- _GOAL OF THE EXERCISE_:
Rescale the entries starting with the line that contains "Every instance of the rock" and going on through the end of the entries: write out every line again, keeping the text lines unchanged and multiplying each point coordinate by 1.65. Round the results to whole numbers, with halves rounded up.

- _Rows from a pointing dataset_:

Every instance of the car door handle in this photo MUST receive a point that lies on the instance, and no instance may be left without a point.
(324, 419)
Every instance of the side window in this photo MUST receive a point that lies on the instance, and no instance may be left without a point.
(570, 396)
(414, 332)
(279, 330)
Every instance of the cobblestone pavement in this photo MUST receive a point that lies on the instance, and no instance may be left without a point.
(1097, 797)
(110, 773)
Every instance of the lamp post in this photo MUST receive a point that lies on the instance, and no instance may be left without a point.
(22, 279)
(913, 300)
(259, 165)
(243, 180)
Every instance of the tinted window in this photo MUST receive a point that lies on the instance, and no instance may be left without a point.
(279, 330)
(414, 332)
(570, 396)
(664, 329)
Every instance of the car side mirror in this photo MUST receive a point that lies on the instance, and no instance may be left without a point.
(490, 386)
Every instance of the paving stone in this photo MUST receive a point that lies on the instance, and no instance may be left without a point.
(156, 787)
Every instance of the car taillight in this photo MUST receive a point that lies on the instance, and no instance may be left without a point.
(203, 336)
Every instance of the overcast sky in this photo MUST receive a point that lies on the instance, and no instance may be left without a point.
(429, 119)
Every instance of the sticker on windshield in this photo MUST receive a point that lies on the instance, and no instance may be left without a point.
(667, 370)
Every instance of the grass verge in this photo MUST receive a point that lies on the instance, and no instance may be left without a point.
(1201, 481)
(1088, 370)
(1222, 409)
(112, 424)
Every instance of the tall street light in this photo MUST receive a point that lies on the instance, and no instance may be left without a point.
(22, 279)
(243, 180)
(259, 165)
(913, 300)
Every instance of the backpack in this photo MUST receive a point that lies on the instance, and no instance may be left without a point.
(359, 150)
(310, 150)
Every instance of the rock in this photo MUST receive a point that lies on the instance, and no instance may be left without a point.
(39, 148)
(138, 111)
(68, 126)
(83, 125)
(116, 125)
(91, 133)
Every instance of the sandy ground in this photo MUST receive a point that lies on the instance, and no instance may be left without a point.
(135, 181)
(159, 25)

- _THE RESPONSE_:
Every instance of the rock in this photo MUST receive a point that lies on the instance, and no instance may be left without a point.
(64, 244)
(228, 183)
(112, 208)
(137, 206)
(191, 206)
(150, 219)
Every instance of the sandy ground in this photo MUST receive a point that lies on the instance, and no instance may be left without a point.
(223, 299)
(262, 41)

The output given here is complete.